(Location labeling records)
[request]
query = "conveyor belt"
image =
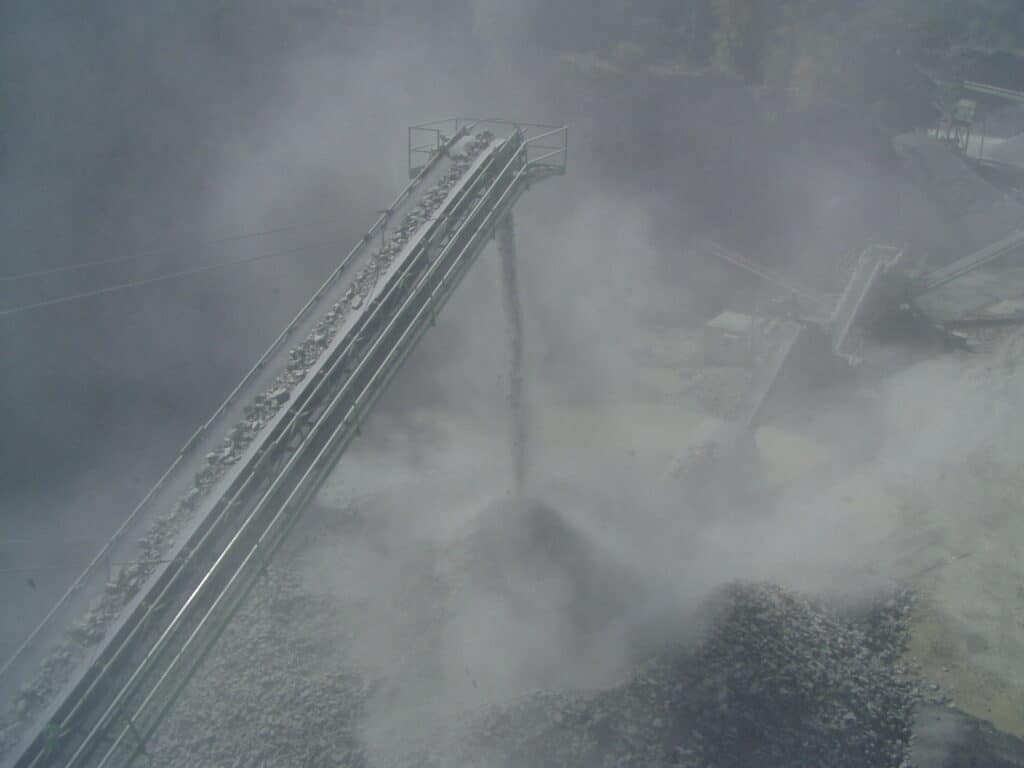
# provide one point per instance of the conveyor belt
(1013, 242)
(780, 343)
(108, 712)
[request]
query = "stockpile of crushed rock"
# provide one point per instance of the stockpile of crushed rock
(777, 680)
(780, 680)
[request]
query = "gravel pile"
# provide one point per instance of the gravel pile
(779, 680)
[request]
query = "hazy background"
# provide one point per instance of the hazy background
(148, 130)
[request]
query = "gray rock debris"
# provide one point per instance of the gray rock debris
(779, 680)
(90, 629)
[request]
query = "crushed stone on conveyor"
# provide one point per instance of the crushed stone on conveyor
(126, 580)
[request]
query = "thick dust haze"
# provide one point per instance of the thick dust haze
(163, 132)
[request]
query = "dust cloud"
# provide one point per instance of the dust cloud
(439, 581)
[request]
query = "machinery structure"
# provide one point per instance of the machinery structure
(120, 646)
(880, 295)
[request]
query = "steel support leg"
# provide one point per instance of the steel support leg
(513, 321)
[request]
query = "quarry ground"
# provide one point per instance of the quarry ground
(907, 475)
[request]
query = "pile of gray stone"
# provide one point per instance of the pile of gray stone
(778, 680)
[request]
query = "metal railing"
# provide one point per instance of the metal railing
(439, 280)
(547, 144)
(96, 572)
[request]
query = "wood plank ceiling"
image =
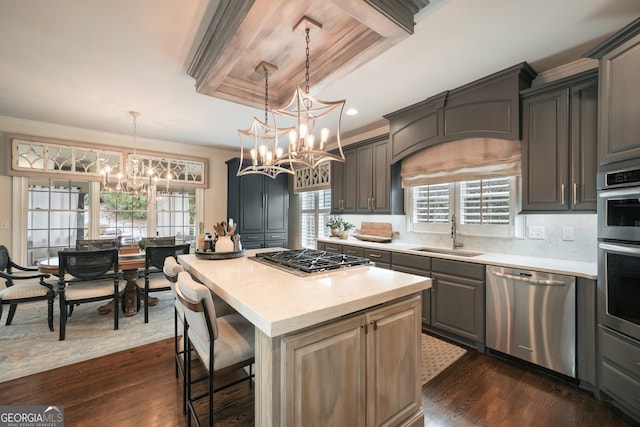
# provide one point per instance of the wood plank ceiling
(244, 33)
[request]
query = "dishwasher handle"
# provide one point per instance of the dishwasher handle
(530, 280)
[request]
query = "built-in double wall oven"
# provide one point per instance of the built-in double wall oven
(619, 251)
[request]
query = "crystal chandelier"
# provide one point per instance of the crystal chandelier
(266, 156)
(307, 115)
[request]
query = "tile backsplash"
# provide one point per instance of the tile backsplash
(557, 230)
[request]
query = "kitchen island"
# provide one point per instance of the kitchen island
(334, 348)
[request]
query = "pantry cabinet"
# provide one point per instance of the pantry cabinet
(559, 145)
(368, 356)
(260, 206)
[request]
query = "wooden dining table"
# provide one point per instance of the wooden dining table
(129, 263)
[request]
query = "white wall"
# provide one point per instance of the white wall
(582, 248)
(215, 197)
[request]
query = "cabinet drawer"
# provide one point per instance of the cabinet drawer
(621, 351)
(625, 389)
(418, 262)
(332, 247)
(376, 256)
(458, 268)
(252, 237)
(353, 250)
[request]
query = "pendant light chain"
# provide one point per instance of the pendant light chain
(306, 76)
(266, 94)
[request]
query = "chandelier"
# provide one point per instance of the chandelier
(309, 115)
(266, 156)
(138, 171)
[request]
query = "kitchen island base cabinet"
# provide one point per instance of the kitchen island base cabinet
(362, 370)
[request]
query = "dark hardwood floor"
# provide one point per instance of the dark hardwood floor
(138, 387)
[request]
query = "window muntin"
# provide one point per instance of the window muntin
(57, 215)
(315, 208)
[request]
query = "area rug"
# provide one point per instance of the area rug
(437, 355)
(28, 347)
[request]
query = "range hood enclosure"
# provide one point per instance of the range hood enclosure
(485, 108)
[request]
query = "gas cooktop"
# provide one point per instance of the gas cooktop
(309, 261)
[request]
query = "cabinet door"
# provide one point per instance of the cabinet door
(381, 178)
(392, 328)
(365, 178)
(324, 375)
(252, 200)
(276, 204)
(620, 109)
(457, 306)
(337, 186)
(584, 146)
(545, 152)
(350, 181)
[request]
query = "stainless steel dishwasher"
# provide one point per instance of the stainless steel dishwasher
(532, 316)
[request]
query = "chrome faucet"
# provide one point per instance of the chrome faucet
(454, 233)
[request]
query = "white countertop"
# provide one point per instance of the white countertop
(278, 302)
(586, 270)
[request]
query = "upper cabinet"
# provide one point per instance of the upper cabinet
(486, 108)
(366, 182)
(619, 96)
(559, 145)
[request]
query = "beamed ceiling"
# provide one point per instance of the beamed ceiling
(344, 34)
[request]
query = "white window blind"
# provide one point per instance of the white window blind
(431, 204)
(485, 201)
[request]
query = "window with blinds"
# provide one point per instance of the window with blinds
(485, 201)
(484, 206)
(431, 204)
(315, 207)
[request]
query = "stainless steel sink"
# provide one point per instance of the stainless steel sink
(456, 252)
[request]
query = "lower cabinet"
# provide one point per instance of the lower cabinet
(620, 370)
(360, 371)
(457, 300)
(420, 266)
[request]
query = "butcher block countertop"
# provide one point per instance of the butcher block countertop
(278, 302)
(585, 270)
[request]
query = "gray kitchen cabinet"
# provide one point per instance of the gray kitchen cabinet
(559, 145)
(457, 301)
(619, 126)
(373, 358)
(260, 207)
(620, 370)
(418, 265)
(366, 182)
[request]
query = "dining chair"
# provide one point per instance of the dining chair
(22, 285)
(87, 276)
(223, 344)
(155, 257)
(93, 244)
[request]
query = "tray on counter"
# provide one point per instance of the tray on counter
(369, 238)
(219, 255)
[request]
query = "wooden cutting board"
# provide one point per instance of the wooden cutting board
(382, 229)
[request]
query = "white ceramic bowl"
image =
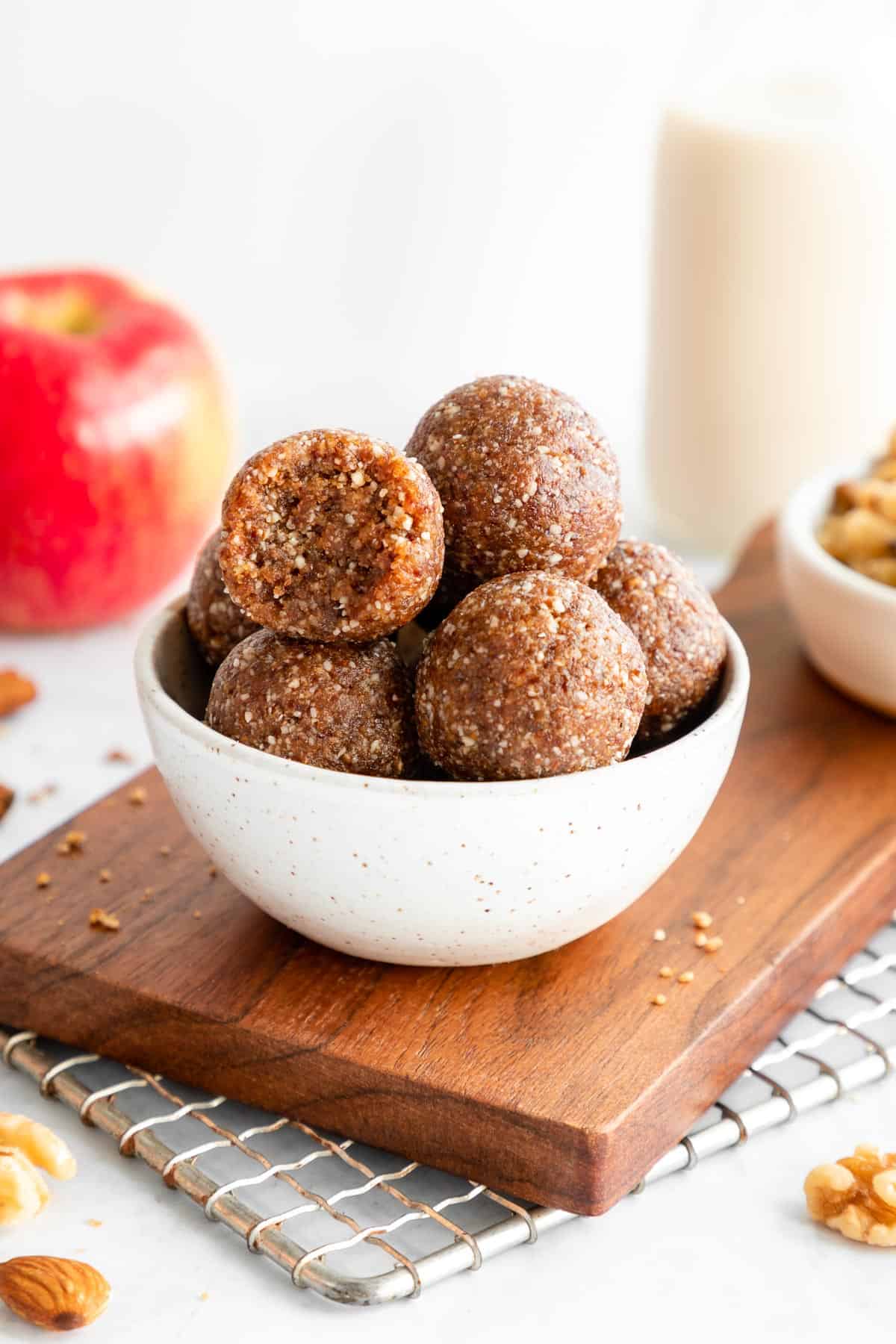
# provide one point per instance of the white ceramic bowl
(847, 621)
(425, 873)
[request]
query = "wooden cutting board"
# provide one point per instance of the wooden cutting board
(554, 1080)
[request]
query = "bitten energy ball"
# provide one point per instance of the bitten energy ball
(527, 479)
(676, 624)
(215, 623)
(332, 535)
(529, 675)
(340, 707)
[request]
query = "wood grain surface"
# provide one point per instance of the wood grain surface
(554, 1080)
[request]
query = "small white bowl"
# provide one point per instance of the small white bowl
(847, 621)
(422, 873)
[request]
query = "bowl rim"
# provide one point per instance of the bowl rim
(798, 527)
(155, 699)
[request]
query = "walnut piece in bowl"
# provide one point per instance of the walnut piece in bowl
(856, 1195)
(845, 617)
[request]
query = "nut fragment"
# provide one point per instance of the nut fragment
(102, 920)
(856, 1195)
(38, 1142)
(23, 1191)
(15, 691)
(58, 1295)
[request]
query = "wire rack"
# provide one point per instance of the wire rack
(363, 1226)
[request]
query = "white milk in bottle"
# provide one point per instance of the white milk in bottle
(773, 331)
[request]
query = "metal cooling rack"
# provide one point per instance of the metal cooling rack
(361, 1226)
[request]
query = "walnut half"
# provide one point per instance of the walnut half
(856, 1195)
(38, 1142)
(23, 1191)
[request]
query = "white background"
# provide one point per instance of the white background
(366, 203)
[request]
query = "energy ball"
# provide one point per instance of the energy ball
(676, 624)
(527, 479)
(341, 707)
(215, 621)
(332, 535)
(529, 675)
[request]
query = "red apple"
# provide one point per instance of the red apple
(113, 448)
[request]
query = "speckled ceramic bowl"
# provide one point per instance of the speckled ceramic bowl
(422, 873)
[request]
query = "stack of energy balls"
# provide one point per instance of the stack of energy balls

WHAT TO PRODUCE
Show every line of the records above that contains the string "rack", matching case exactly.

TASK OUTPUT
query = "wire rack"
# provide one point per instance of the wire rack
query = "metal cooling rack"
# provide one point per instance of the metal cooling rack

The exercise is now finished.